**DIRECTIVES**
**1.** Reproduce the passage of the temporal logic reply from "On 12 Aug 2016, at" to "if not why?".
**2.** According to the temporal logic reply, why must any formal axiom system for first-order temporal logic be incomplete? Answer in one to three sentences.
**3.** In the temporal logic reply, what decision procedure for propositional temporal logic does the TLA+ Proof System use?

-- BEGIN PAGE EXCERPT --

On 12 Aug 2016, at 12:47, 'fl' via tlaplus <tla...@xxxxxxxxxxxxxxxx> wrote:



Hi Frédéric,

the axiom system given in the slides that you point to is correct (sound and complete) for LTL. You can also find several variations on LTL proof systems, with different combinations of operators, in our book



Can you prove a theorem likle this one and if not why? 

 ( P <=> Q )                                ( R <=> S )  
--------------------------------------------------------------------
      ( ( P until  R ) <=> ( Q until S ) ) 

Yes, of course you can. But most proof systems for temporal logics (including the one in the slides that you pointed to) are Hilbert-style systems that are not exactly easy to use in practice. If you are lucky, temporal logic books show by induction that you can provably substitute a subformula for an equivalent one and then appeal to this lemma in later proofs.

However, one nice aspect of propositional temporal logic (PTL) is that it is decidable. So, you could use some decision procedure for PTL such as ls4 (http://www.cs.man.ac.uk/~sudam/, the system that we use in the TLA+ Proof System) and ask it if the formula

[](P <=> Q) /\ [](R <=> S) => []( (P until R) <=> (Q until S) )

is valid, and it will tell you that it is. The validity of this formula is equivalent to the validity of your sequent.

Why is predicate calculus never explained in slides of the kind mentionned above?

First-order temporal logic is easy to define semantically, but hard to axiomatize. In fact, it is expressive enough to unambiguously define arithmetic with addition and multiplication over the natural numbers and any formal axiom system must therefore be incomplete, by Gödel's incompleteness theorem. So logicians find first-order temporal logic mostly boring, unless they can find a fragment with nice meta-properties such as decidability. For deductive program verification, you cannot avoid it but only use a few basic axioms such as

(\A x : []F(x)) <=> [](\A x : F(x))

and a rule for proving liveness from well-founded orderings such as

(S, <) is well-founded
-----------------------------------------------------------------------------------------------------
(\A x \in S : F(x) ~> (G \/ \E y \in S : y < x /\ F(y)) => ((\E x \in S : F(x)) ~> G)

Best regards,
Stephan

-- END PAGE EXCERPT --
-- BEGIN SUPPLIED RECORDS --

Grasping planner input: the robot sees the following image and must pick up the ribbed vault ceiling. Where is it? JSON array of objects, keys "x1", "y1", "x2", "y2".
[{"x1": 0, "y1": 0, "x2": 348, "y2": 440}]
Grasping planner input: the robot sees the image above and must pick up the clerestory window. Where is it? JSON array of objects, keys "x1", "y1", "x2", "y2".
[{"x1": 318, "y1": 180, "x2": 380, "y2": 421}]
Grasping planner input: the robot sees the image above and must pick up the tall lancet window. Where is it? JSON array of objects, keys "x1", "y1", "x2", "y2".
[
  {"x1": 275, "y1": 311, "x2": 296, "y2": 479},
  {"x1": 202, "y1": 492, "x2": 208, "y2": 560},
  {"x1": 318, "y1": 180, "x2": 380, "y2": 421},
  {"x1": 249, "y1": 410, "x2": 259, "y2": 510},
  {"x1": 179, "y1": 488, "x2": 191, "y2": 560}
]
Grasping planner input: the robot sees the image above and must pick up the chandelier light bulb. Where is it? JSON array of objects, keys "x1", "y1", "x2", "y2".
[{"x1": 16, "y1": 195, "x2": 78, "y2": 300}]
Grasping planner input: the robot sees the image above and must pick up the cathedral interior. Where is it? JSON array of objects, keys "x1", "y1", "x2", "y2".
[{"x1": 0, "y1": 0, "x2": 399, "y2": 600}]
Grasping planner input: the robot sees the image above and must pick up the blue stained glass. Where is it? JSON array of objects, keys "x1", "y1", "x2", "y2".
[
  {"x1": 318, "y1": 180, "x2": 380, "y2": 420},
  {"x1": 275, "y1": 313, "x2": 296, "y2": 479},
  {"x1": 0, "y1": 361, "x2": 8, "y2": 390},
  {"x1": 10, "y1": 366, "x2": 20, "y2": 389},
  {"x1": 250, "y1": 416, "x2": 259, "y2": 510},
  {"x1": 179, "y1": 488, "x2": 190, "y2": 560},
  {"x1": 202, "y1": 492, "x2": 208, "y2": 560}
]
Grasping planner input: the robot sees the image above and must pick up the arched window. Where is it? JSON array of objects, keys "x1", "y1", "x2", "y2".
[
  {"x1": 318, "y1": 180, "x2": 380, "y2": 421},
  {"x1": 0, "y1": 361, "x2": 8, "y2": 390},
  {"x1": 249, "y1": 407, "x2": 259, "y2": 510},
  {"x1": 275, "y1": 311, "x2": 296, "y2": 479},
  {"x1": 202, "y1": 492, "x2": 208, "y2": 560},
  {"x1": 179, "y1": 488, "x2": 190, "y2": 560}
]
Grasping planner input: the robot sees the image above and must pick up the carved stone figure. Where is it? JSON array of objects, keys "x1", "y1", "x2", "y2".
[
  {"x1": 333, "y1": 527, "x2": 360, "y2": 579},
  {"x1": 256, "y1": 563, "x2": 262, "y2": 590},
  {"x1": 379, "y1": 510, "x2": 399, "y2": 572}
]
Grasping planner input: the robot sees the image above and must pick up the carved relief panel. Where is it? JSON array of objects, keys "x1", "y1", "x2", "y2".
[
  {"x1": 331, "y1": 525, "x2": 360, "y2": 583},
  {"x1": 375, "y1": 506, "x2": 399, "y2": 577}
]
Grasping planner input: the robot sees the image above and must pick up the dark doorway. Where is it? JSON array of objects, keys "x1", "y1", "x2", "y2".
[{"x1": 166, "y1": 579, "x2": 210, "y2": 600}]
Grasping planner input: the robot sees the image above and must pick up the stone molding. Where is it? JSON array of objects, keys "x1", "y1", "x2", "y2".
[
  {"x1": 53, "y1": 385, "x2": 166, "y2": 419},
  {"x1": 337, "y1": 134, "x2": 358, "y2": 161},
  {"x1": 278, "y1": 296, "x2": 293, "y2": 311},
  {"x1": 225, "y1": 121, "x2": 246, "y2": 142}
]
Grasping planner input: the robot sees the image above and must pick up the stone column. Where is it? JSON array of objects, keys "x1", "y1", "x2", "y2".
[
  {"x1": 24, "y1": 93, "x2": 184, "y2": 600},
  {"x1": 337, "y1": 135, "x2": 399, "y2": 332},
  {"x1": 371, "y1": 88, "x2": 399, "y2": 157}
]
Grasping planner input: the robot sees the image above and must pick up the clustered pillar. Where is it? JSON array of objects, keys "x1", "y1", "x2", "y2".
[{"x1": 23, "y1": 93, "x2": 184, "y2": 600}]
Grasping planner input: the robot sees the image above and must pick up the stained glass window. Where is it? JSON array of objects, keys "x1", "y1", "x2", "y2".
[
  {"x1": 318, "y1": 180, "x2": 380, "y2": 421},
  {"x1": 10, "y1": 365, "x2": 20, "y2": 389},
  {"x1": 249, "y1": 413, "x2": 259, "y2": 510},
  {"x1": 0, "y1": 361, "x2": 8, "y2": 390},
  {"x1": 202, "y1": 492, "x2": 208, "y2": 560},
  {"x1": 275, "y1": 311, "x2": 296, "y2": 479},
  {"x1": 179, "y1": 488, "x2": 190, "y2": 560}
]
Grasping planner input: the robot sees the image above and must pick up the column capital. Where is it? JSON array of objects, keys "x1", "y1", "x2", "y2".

-- END SUPPLIED RECORDS --

**ANSWERS FOR THE EXERCISE**
**1.**
On 12 Aug 2016, at 12:47, 'fl' via tlaplus <tla...@xxxxxxxxxxxxxxxx> wrote:



Hi Frédéric,

the axiom system given in the slides that you point to is correct (sound and complete) for LTL. You can also find several variations on LTL proof systems, with different combinations of operators, in our book



Can you prove a theorem likle this one and if not why?

**2.** First-order temporal logic can unambiguously define arithmetic with addition and multiplication over the natural numbers. By Gödel's incompleteness theorem, any formal axiom system for it must therefore be incomplete.

**3.** ls4